Entries from a pointing dataset:
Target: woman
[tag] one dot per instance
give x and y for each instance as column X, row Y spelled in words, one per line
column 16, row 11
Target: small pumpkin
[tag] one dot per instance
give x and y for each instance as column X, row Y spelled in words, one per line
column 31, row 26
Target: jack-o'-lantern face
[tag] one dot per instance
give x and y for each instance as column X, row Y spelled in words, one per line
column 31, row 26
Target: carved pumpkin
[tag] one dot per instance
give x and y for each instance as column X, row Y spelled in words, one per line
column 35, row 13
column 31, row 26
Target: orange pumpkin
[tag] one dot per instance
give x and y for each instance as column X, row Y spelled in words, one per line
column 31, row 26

Given task: Transcribe every line of all the items above without any alteration.

Output below:
Target: woman
[tag] one dot per instance
give x and y for each instance as column X, row Y spelled in words, one per line
column 16, row 11
Target: small pumpkin
[tag] one dot per instance
give x and y for each instance as column X, row Y spelled in words, one per line
column 31, row 26
Target: jack-o'-lantern face
[tag] one dot per instance
give x and y for each instance as column X, row Y spelled in words, one per line
column 31, row 26
Target: carved pumpkin
[tag] one dot per instance
give x and y for each instance as column X, row Y spelled in words, one per line
column 35, row 13
column 31, row 26
Target: orange pumpkin
[tag] one dot per instance
give x and y for each instance as column X, row Y spelled in words, one per line
column 31, row 26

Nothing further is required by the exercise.